» Material provided

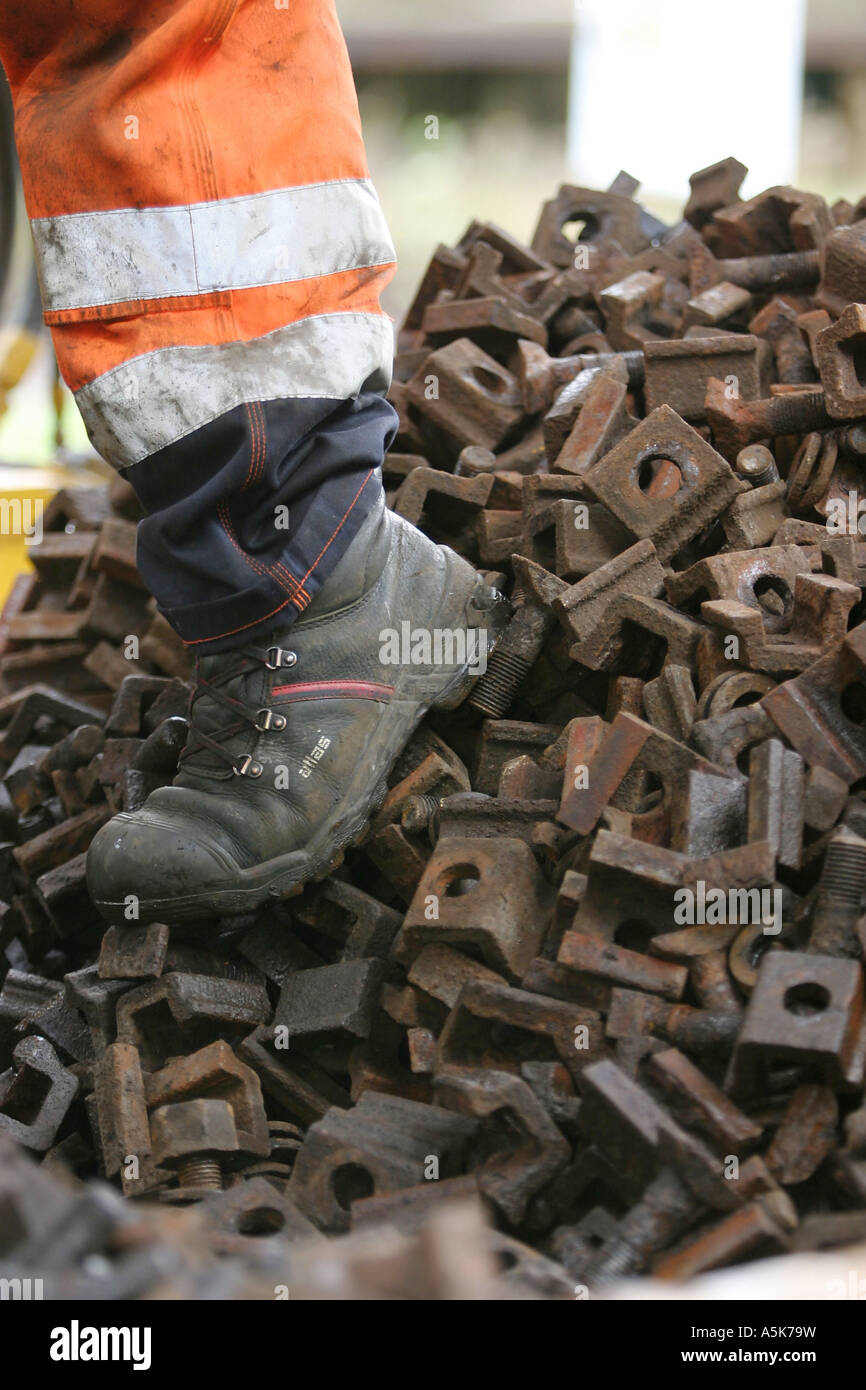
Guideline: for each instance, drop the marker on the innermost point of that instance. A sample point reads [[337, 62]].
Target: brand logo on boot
[[312, 759]]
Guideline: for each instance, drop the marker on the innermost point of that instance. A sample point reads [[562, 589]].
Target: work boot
[[292, 738]]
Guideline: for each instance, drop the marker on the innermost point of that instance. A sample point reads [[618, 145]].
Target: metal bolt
[[840, 894], [756, 464], [737, 423]]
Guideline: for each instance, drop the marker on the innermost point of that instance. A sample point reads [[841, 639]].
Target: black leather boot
[[292, 740]]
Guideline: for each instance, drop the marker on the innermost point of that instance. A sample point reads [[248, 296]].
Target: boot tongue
[[239, 677]]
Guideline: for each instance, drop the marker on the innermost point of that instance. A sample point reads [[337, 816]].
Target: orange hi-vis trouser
[[210, 249]]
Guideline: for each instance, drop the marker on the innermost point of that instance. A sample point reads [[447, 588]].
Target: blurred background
[[483, 107]]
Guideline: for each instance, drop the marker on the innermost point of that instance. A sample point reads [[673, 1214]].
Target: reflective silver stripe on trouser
[[91, 259], [160, 396]]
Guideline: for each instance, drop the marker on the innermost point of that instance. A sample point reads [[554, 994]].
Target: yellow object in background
[[24, 492]]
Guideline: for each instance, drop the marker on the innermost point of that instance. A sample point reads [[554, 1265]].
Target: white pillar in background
[[663, 88]]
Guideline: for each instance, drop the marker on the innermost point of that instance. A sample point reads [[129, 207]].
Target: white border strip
[[154, 399], [95, 259]]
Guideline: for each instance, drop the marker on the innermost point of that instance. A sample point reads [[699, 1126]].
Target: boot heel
[[487, 610]]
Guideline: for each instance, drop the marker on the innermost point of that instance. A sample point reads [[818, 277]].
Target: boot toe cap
[[139, 856]]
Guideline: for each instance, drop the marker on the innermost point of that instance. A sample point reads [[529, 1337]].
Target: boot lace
[[243, 715]]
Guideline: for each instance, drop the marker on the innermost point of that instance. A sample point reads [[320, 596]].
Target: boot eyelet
[[266, 719], [278, 658], [248, 767]]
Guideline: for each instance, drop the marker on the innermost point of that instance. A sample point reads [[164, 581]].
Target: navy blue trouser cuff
[[248, 516]]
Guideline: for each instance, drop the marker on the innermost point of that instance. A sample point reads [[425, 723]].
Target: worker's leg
[[211, 253]]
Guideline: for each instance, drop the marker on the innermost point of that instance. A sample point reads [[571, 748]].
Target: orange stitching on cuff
[[338, 528]]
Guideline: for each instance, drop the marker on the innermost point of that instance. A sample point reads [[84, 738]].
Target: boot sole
[[288, 875]]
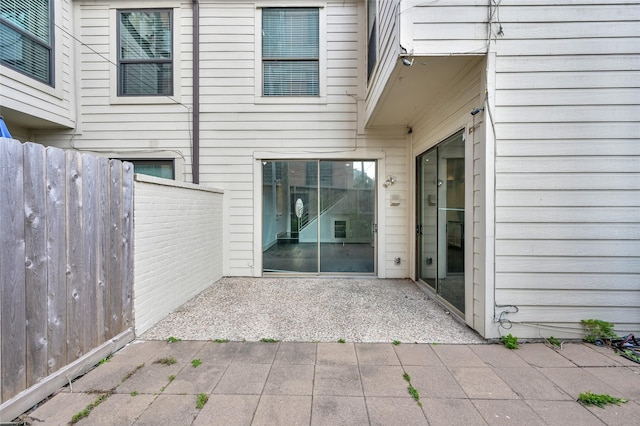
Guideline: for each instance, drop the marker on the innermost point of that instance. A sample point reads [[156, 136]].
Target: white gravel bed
[[314, 310]]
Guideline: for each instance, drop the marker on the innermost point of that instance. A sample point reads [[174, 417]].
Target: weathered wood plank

» Short exercise
Reproduce all of the material above word for word, but leave out the pictures.

» Task response
Guideline: for each instance, drop the marker on the innermost point of that instance. A sample point reads [[337, 62]].
Target: brand logo on boot
[[312, 759]]
Guideline: for each instance, drop the marker on the innermost point of that instance. A sample point reads [[562, 589]].
Target: work boot
[[292, 738]]
Guideline: for each instance, drop the marker on the innermost point of that instance. A sample point reads [[618, 145]].
Target: metal bolt
[[840, 894], [756, 464], [737, 423]]
Guideline: for each instance, drop the marker on the innermost point of that instance. A sample point reads [[841, 639]].
Target: black leather boot
[[292, 740]]
Guideline: for each instance, drop the marker on the innermost point of that instance. A sample point reads [[248, 296]].
Target: boot tongue
[[239, 677]]
Guideline: for each instance, drop the marker on the innermost point of that instance. A sample point reads [[337, 816]].
Target: orange hi-vis trouser
[[210, 249]]
Guideline: for each instance, drop the marker on the innermost point of that instance. A sample point reads [[447, 588]].
Target: blurred background
[[483, 107]]
Guideline: for each instance, drop the marker on the innermost point of that instance. A sample point reads [[673, 1214]].
Target: reflective silver stripe on trouser
[[91, 259], [160, 396]]
Guideline: for each instance, drop the marker on the innermost point of that instance. A sample point reads [[554, 994]].
Target: yellow object in background
[[24, 492]]
Guideline: for each instance, drop the marker on the innermost point of that instance. A sample point reads [[554, 1265]].
Target: white pillar in background
[[663, 88]]
Guideline: for each instance, drop the marker on the innermost point of that instance. A sample point reads [[129, 207]].
Target: white border strip
[[154, 399], [95, 259]]
Guideline: for each instance, drop the marker on the innermost point of that instance. A sample point reads [[699, 1126]].
Target: boot heel
[[487, 610]]
Guideline: for each instance, drop the marker on the innermost point of that instance. A sample point reads [[818, 277]].
Target: boot toe cap
[[139, 856]]
Guideline: for each instance, drop the marker on the innermost point of that instance. A sample point reads [[529, 1337]].
Target: boot lace
[[243, 715]]
Guideline: for each instance, drop the marker on the innermost point of that instance. A sample point reads [[320, 596]].
Target: boot eyelet
[[266, 719], [278, 658], [248, 767]]
Guideline: for each instance, drop the marker on the innermost point of that instance. A sample point reads [[164, 581]].
Target: navy blue trouser cuff
[[248, 516]]
Guideline: for each instance, drop the marker on the innermost point of that instance. A sample point reads [[425, 723]].
Target: worker's leg
[[211, 253]]
Guideline: for each instance, drop the marker on the innermost point of that instance. A sample point reads [[571, 748]].
Target: orange stitching on cuff
[[338, 528]]
Guideline: for each instance, drop the marker on the innermost point of that instance. A sample point reads [[84, 738]].
Target: boot sole
[[288, 875]]
Guideline: for each instance, drop the marker on the innermost point of that instance. A sample point reads [[156, 136]].
Target: white gravel bed
[[314, 310]]
Guideline: for each instance, drop the marker on the innermost point of that instance. A sample point reads [[174, 417]].
Target: weathered wood plank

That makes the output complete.